* Source text
*** Begin section ***

How ML Infra Engineers Use Coding Agents for Kernel Optimization
For ML infrastructure engineers at cloud-serving companies · Based on Burtenshaw AI Systems Engineering via Coding Agents
// TL;DR
ML infrastructure engineers can use Burtenshaw's framework to push coding agents into CUDA kernel optimization — the Boss 1 tier. Instead of manually writing and benchmarking GPU kernels, load a Skill file with reference kernels, benchmarking scripts, and .toml hardware compatibility metadata. The agent generates hardware-specific kernels that increase arithmetic intensity, addressing the memory bandwidth bottleneck. Target 94%+ inference speedup on specific GPU pairings. Publish optimized kernels to the Hugging Face Hub as reusable repos. Use upskill to validate Skill quality before scaling across your fleet.
Why should ML infrastructure engineers care about coding agents for kernel work?
Inference cost is one of the largest line items for any team serving LLMs at scale. Custom CUDA kernels tuned to your specific GPU hardware can deliver dramatic speedups — but writing them manually is time-consuming and requires deep GPU architecture knowledge. Burtenshaw's framework lets you apply coding agents to this problem using structured Skill files that contain benchmarking scripts, reference kernel examples, and hardware compatibility metadata.
The key insight is that memory bandwidth — not compute — is the actual bottleneck in most inference workloads. Coding agents guided by Skills can generate kernels that increase arithmetic intensity: performing more math per read/write cycle to keep GPUs warm. This directly reduces serving cost.
How do you set up a coding agent to write CUDA kernels?
Start by defining your hardware profile. Identify the exact GPU generation (H100, A100, etc.), CUDA version, and software stack. Check the Hugging Face Kernels Hub repo for existing compatible kernels — low-hanging speedup fruit often exists for specific hardware pairings.

*** End section ***

* Tasks to complete
a – Decide whether each statement agrees with the text on coding agents for kernel optimization: (i) compute, not memory bandwidth, is the main bottleneck in most inference workloads; (ii) Skill files contain benchmarking scripts; (iii) upskill is meant for checking Skill quality before scaling across a fleet. For each, answer yes or no and quote the words of the text that settle it.
b – Write the next part of the guide on coding agents for kernel optimization, picking up right after its final sentence.

Stored data entries

*** Begin section ***

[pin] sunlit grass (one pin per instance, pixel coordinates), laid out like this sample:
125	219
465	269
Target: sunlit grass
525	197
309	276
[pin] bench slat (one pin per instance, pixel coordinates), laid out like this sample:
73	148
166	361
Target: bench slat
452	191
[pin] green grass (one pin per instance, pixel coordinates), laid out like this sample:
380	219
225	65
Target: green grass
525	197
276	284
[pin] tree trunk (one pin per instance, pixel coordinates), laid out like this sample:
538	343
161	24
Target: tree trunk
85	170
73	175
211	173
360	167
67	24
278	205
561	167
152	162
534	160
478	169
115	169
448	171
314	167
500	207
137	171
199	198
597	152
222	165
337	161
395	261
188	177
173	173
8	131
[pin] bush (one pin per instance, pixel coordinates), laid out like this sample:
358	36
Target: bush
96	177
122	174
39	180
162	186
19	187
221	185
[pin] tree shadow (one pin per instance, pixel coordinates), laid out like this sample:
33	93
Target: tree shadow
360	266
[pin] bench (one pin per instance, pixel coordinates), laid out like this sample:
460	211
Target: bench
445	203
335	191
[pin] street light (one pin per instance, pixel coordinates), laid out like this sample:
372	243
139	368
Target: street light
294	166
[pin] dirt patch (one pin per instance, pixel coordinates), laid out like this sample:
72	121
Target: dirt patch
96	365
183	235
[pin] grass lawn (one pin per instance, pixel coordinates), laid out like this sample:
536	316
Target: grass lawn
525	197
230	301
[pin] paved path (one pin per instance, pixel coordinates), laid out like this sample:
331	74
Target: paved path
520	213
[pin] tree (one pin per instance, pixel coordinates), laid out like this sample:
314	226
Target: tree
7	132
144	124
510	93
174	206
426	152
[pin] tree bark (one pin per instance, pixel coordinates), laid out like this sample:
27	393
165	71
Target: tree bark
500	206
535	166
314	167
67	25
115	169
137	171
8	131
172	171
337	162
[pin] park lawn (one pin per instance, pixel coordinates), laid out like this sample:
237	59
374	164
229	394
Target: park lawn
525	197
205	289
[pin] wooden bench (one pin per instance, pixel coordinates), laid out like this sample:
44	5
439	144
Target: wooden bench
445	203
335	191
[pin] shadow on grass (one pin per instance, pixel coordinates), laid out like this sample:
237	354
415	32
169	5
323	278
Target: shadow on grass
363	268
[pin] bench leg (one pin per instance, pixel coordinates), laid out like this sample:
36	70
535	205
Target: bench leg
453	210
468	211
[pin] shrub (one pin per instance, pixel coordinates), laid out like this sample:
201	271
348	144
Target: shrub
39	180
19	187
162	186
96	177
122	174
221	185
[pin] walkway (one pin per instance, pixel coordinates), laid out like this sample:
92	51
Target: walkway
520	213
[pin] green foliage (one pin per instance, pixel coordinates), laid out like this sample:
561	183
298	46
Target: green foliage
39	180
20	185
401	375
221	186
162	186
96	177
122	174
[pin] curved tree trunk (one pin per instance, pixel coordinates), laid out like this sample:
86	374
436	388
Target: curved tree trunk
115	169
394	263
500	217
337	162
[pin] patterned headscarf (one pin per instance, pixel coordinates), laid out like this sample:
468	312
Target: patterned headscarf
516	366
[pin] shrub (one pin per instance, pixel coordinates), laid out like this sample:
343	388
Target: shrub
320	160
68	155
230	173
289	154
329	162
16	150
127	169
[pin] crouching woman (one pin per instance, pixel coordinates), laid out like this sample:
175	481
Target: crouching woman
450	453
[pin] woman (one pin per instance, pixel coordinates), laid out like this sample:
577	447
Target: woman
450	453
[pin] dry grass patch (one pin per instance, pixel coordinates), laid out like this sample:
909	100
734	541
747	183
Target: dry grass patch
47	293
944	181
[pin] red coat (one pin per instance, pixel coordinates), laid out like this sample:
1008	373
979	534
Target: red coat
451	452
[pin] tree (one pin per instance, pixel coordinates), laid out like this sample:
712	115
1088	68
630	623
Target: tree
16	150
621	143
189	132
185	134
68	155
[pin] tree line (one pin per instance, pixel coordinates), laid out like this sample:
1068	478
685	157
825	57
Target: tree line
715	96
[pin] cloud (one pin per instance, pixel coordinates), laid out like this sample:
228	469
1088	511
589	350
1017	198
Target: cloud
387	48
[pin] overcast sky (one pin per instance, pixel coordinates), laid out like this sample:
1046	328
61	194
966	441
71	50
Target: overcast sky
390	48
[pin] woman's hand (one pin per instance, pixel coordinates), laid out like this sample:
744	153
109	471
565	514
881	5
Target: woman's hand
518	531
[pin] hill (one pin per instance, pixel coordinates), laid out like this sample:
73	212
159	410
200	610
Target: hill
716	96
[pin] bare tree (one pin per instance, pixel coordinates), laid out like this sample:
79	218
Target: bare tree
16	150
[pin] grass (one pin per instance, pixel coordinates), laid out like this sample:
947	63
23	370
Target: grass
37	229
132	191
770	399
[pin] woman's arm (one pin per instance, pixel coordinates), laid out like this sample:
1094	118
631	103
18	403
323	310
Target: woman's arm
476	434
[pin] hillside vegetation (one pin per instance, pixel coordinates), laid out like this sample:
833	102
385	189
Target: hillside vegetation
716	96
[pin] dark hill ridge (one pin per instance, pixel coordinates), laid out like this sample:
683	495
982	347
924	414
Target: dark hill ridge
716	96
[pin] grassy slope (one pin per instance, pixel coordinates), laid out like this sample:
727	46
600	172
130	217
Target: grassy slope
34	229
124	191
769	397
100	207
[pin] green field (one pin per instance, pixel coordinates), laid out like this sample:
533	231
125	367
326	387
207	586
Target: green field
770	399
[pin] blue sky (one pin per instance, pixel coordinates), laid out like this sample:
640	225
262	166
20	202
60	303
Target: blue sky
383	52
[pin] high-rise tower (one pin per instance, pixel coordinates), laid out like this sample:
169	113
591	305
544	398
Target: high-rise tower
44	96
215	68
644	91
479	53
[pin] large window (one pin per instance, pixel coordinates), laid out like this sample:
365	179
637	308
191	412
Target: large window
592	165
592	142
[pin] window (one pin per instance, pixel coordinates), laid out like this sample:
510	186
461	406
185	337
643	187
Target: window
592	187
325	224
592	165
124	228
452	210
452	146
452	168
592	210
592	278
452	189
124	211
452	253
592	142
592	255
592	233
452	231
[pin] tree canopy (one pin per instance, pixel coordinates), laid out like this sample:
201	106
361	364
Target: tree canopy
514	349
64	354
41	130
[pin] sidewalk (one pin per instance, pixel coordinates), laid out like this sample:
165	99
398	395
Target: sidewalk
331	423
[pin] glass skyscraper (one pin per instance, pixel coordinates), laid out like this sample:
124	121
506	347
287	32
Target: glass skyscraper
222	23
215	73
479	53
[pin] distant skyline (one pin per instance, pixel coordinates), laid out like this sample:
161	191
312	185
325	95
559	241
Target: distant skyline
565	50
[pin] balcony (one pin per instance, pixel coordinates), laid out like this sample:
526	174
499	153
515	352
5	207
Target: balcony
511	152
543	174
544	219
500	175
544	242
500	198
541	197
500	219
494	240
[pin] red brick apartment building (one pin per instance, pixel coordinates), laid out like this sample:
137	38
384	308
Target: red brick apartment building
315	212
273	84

*** End section ***

* Answer section
a –
(i) No: "memory bandwidth — not compute — is the actual bottleneck in most inference workloads."
(ii) Yes: "structured Skill files that contain benchmarking scripts, reference kernel examples, and hardware compatibility metadata."
(iii) Yes: "Use upskill to validate Skill quality before scaling across your fleet."

b –
Next, load or create a Skill file. A kernel-writing Skill should include:
- Reference examples of working CUDA kernels for similar operations
- Benchmarking scripts that measure inference speedup
- Test scripts for correctness validation
- Hardware-specific patterns and notes
This converts the agent's task from zero-shot (guessing) to few-shot (guided by examples). The quality difference is substantial.
Use an interactive, hybrid approach: guide the agent using the Skill, review its kernel output, then benchmark using the Skill's scripts. Configure the kernel's `.toml` file with compatibility metadata so it's reusable on intended hardware.
What's the biggest mistake infra engineers make with agent-written kernels?
Skipping the compatibility matrix. CUDA kernels are hardware-specific — a kernel valid for H100 (sm_90) may silently underperform or fail on A100 (sm_80). Every kernel must have a `.toml` file specifying GPU generation, CUDA version, and library requirements. Without this, you'll deploy kernels that compile but don't deliver the expected speedup on your actual hardware.
The second mistake is assuming compute is the bottleneck. If your agent is optimizing for raw FLOPs without addressing tensor movement patterns, the resulting kernel will leave memory bandwidth underutilized.
How do you validate and share optimized kernels?
Run the benchmarking scripts included in your Skill file. Measure actual inference speedup against the baseline kernel. A 94% speedup on a hardware-specific pairing is a realistic target for well-guided agents.
Use upskill to evaluate whether your Skill produces quality kernels across multiple models and hardware profiles. If accuracy drops on different setups, the Skill needs more diverse examples.
Publish the optimized kernel back to the Hugging Face Hub as a kernel repo with its `.toml` compatibility file. This makes it reusable by your team and by the broader community.
Next step: Check the Hugging Face Kernels repo for existing kernels compatible with your GPU, load the kernel-writing Skill, and run your first agent-guided kernel optimization on your highest-cost inference workload.
// FREQUENTLY ASKED QUESTIONS
How much inference speedup can I expect from agent-written CUDA kernels?
A realistic baseline is around 94% inference speedup on hardware-specific GPU pairings, especially when the model wasn't originally optimized for your target GPU generation. Results depend on correct hardware profiling, the quality of the Skill file's reference examples, and whether the kernel targets arithmetic intensity rather than raw FLOPs.
Do I need to know CUDA to use this framework for kernel optimization?
You need enough CUDA knowledge to evaluate agent output and configure the .toml compatibility file, but the Skill file provides reference examples and benchmarking scripts that reduce the expertise bar. The agent handles the low-level kernel generation; your role is interactive guidance, hardware profiling, and validation.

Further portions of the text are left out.